Abstract
Great difficulty is experienced in extracting fat from wet or dried micro-organisms. It has been suggested that a large portion of the fat they contain may be held in physical or chemical combination by some ingredient of the protoplasm and various preliminary treatments have been developed to free it from such combination. Three of the simplest are that of Larson and Larson for bacteria 1 which depends on simultaneous drying and extraction by acetone, followed by ether extraction of the solid residue and the acetone extract; I. S. MacLean's method used on yeast 2 which consists in boiling with normal HCl, washing and then extracting with ether in a Soxhlet; and the method developed by C. R. Smith for work on edible pastes, in which he boils the sample with alcoholic ammonia, and then extracts with ether.
The work here reported was done on Oidium Lactis. In the first experiment a two weeks'growth was drained by suction and divided into three portions, one of which was treated by each of the above methods without previous drying. The residues as well as the extracts were dried to constant weight and the total dry weight of the samples obtained by addition. The MacLean method is impractical on moist samples, as an unmanageable mucilaginous brown material results from the acid treatment. The acetone method gave 1.21 per cent. ether extract; the alcoholic ammonia method gave 6.13 per cent. No further studies were made on the lipoids thus extracted, as drying to constant weight, either in an oven at 100° or in a vacuum dessicator over P2O3 at room temperature, results in a hard, semitransparent brown material, insoluble in petroleum ether, only a portion of which is soluble in ethyl ether.

▸ DATA SUPPLIED:

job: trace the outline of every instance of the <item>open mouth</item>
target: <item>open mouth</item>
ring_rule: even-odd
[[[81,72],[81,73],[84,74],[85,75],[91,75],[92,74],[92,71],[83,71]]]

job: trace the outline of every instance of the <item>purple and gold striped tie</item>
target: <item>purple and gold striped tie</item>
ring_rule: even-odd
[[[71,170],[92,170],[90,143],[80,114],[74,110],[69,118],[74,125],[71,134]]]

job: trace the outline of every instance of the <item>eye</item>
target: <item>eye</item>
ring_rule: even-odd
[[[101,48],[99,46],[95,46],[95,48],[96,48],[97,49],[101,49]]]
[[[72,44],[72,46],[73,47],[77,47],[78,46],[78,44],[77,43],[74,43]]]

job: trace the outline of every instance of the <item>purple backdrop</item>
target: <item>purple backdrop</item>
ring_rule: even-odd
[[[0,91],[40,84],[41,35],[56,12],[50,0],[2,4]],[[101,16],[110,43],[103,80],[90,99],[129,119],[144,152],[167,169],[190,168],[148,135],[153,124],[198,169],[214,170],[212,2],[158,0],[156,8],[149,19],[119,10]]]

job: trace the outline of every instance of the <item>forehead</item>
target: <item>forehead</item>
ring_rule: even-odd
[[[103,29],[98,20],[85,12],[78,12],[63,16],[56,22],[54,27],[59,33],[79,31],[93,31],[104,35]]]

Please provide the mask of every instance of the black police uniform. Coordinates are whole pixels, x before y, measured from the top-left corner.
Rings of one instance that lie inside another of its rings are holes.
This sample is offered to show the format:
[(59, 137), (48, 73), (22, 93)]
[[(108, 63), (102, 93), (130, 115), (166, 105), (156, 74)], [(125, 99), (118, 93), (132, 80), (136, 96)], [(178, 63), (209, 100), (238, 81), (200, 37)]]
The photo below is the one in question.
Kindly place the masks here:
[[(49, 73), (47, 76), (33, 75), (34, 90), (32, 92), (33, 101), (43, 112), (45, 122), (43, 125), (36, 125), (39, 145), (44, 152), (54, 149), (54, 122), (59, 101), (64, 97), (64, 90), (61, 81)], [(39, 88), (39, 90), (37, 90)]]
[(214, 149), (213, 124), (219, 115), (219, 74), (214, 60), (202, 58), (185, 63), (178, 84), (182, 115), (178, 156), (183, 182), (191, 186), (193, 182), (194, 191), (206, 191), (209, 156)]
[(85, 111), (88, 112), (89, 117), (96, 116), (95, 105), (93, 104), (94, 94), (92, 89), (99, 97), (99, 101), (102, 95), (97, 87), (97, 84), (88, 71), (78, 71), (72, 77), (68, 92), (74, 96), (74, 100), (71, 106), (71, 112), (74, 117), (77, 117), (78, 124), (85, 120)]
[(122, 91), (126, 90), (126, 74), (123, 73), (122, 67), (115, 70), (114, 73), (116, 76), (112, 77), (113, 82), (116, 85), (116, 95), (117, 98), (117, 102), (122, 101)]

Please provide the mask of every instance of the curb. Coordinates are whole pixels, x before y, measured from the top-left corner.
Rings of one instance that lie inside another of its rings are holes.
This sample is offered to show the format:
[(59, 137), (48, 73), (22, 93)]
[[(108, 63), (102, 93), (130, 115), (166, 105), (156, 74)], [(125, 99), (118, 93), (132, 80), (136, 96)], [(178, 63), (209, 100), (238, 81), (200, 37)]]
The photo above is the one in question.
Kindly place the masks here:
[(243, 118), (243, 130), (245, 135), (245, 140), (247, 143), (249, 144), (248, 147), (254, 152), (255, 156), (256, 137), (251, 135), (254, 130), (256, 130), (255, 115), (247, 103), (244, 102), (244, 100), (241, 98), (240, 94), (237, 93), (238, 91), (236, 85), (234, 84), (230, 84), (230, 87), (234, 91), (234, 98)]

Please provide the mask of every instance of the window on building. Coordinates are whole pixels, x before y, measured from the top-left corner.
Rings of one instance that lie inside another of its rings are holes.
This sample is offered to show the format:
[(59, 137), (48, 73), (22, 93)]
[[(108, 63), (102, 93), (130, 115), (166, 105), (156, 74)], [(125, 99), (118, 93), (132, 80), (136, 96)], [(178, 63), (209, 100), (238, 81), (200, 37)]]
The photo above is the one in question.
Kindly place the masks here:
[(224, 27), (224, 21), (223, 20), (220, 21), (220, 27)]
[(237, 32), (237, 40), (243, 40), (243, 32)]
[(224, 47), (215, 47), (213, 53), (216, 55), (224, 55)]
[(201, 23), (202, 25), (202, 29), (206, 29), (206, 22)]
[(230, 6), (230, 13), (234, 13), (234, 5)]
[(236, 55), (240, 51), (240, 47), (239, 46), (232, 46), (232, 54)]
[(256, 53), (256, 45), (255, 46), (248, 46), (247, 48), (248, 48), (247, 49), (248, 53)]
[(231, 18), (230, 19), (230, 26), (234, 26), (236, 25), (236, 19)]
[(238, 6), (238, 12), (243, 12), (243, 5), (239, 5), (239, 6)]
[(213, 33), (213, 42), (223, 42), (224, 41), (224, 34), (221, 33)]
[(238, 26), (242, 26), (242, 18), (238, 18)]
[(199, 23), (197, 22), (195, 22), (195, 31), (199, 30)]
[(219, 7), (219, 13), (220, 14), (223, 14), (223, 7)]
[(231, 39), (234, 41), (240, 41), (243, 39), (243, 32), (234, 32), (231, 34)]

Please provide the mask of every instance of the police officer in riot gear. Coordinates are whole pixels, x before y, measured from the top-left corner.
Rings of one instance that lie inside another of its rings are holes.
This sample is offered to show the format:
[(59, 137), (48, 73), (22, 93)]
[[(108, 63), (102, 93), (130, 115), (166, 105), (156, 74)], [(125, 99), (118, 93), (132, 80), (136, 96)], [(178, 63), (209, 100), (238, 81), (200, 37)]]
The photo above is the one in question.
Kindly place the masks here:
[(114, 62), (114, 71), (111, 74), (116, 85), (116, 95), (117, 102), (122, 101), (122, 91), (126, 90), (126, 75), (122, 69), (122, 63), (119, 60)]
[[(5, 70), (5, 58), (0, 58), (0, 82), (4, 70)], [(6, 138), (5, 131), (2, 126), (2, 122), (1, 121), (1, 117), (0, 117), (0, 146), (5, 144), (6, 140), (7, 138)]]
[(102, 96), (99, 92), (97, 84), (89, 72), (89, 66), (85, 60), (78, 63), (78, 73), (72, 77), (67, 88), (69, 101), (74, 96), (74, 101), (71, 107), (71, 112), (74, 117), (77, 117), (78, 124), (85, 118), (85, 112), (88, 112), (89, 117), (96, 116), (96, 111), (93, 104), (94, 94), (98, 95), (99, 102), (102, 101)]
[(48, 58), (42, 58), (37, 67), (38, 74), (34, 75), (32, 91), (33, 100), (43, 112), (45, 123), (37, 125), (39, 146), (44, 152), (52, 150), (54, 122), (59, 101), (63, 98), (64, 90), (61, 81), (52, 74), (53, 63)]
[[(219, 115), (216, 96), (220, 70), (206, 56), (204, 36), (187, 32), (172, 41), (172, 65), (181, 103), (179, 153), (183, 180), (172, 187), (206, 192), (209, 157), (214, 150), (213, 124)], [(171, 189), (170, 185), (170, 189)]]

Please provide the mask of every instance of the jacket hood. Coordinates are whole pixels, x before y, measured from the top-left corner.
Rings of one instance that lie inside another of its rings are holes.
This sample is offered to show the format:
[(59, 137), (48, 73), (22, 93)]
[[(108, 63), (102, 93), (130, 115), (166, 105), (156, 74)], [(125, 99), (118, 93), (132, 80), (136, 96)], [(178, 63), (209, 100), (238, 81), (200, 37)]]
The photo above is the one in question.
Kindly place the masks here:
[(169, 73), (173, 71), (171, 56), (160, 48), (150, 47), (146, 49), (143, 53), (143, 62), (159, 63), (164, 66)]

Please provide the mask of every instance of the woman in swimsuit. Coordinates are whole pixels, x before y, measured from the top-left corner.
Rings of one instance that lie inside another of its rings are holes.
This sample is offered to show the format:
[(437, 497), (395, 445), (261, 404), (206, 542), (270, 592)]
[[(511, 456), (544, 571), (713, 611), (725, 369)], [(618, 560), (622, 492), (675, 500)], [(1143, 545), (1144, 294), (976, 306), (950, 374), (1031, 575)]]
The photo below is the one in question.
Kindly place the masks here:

▸ REQUIRED ACTION A:
Say whether each statement agrees with the abstract. Answer yes or no, and quote the words of the abstract that decide it.
(i) The acetone method yielded a larger percentage of ether extract than the alcoholic ammonia method.
(ii) The reported work was carried out on Oidium Lactis.
(iii) The MacLean method is impractical on moist samples.
▸ REQUIRED ACTION B: From the abstract, return the text starting with "The work here" and going on through "in ethyl ether.".

▸ ANSWER SPACE A:
(i) No: "The acetone method gave 1.21 per cent. ether extract; the alcoholic ammonia method gave 6.13 per cent."
(ii) Yes: "The work here reported was done on Oidium Lactis."
(iii) Yes: "The MacLean method is impractical on moist samples"

▸ ANSWER SPACE B:
The work here reported was done on Oidium Lactis. In the first experiment a two weeks'growth was drained by suction and divided into three portions, one of which was treated by each of the above methods without previous drying. The residues as well as the extracts were dried to constant weight and the total dry weight of the samples obtained by addition. The MacLean method is impractical on moist samples, as an unmanageable mucilaginous brown material results from the acid treatment. The acetone method gave 1.21 per cent. ether extract; the alcoholic ammonia method gave 6.13 per cent. No further studies were made on the lipoids thus extracted, as drying to constant weight, either in an oven at 100° or in a vacuum dessicator over P2O3 at room temperature, results in a hard, semitransparent brown material, insoluble in petroleum ether, only a portion of which is soluble in ethyl ether.